[Natural-language object grounding data]

+-------+

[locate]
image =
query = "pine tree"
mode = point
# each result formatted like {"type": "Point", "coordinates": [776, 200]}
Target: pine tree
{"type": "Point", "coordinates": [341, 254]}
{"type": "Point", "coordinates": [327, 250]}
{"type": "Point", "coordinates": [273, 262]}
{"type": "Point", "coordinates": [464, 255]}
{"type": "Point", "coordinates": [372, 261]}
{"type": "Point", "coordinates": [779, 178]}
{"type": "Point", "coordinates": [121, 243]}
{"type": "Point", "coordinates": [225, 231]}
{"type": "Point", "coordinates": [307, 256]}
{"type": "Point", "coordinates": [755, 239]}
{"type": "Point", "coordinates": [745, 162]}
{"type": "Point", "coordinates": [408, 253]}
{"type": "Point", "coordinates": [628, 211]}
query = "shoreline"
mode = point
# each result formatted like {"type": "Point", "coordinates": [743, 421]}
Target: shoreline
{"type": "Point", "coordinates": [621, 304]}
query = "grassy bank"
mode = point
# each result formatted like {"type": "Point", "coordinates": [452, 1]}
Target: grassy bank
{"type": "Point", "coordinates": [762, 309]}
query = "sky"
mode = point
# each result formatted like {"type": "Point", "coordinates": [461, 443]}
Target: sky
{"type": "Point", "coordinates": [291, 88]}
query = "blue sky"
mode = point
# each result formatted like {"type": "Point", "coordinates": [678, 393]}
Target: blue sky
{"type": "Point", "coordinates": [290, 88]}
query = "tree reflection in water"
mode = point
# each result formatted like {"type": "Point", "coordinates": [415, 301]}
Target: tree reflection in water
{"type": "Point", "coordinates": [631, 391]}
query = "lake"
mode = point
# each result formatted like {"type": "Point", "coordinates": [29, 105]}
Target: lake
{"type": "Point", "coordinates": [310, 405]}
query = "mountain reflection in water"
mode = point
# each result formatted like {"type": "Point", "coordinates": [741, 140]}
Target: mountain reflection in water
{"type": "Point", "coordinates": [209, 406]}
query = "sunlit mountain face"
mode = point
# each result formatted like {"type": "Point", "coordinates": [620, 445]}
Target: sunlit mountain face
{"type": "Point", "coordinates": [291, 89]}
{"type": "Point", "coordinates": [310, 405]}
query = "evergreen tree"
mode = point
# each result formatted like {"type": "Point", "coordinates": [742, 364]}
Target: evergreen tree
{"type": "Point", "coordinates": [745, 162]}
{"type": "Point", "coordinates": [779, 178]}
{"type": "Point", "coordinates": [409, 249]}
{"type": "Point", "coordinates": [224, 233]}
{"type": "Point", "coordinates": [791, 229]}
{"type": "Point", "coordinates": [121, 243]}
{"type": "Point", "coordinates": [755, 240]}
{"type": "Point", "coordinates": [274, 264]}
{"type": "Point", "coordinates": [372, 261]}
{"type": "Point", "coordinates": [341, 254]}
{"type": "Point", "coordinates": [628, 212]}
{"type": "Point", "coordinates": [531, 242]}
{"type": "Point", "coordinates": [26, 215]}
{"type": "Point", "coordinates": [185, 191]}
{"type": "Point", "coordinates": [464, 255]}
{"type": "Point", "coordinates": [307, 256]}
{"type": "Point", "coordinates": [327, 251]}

+-------+

_WHAT THE TASK REQUIRES_.
Nothing above should be left out; write out every record exactly.

_TASK SOLUTION_.
[locate]
image =
query = "pine tree"
mode = point
# each result formatted like {"type": "Point", "coordinates": [776, 200]}
Target: pine tree
{"type": "Point", "coordinates": [341, 254]}
{"type": "Point", "coordinates": [327, 250]}
{"type": "Point", "coordinates": [273, 262]}
{"type": "Point", "coordinates": [464, 255]}
{"type": "Point", "coordinates": [372, 261]}
{"type": "Point", "coordinates": [779, 178]}
{"type": "Point", "coordinates": [121, 243]}
{"type": "Point", "coordinates": [225, 231]}
{"type": "Point", "coordinates": [307, 256]}
{"type": "Point", "coordinates": [755, 239]}
{"type": "Point", "coordinates": [745, 162]}
{"type": "Point", "coordinates": [408, 253]}
{"type": "Point", "coordinates": [628, 211]}
query = "shoreline"
mode = point
# each result formatted like {"type": "Point", "coordinates": [743, 421]}
Target: shoreline
{"type": "Point", "coordinates": [621, 304]}
query = "grassy bank"
mode = point
# each result formatted like {"type": "Point", "coordinates": [452, 1]}
Target: grassy bank
{"type": "Point", "coordinates": [762, 309]}
query = "sky"
mode = point
# each result formatted like {"type": "Point", "coordinates": [461, 443]}
Target: sky
{"type": "Point", "coordinates": [291, 88]}
query = "blue sky"
mode = point
# each result formatted like {"type": "Point", "coordinates": [678, 393]}
Target: blue sky
{"type": "Point", "coordinates": [290, 88]}
query = "tree reflection in water"
mode = point
# each result formatted like {"type": "Point", "coordinates": [415, 301]}
Target: tree reflection in water
{"type": "Point", "coordinates": [631, 391]}
query = "lake"
mode = point
# each result formatted like {"type": "Point", "coordinates": [29, 105]}
Target: lake
{"type": "Point", "coordinates": [310, 405]}
query = "mountain reflection in water"
mode = point
# each result formatted like {"type": "Point", "coordinates": [741, 140]}
Target: mountain reflection in water
{"type": "Point", "coordinates": [209, 406]}
query = "sunlit mountain face"
mode = point
# each result formatted like {"type": "Point", "coordinates": [620, 445]}
Target: sunlit mountain face
{"type": "Point", "coordinates": [291, 89]}
{"type": "Point", "coordinates": [310, 405]}
query = "evergreen tree"
mode = point
# each result formatted like {"type": "Point", "coordinates": [742, 364]}
Target: evergreen tree
{"type": "Point", "coordinates": [745, 162]}
{"type": "Point", "coordinates": [779, 178]}
{"type": "Point", "coordinates": [409, 249]}
{"type": "Point", "coordinates": [224, 233]}
{"type": "Point", "coordinates": [791, 229]}
{"type": "Point", "coordinates": [121, 243]}
{"type": "Point", "coordinates": [755, 240]}
{"type": "Point", "coordinates": [274, 264]}
{"type": "Point", "coordinates": [372, 261]}
{"type": "Point", "coordinates": [341, 254]}
{"type": "Point", "coordinates": [628, 212]}
{"type": "Point", "coordinates": [531, 242]}
{"type": "Point", "coordinates": [26, 215]}
{"type": "Point", "coordinates": [185, 191]}
{"type": "Point", "coordinates": [464, 255]}
{"type": "Point", "coordinates": [307, 256]}
{"type": "Point", "coordinates": [327, 251]}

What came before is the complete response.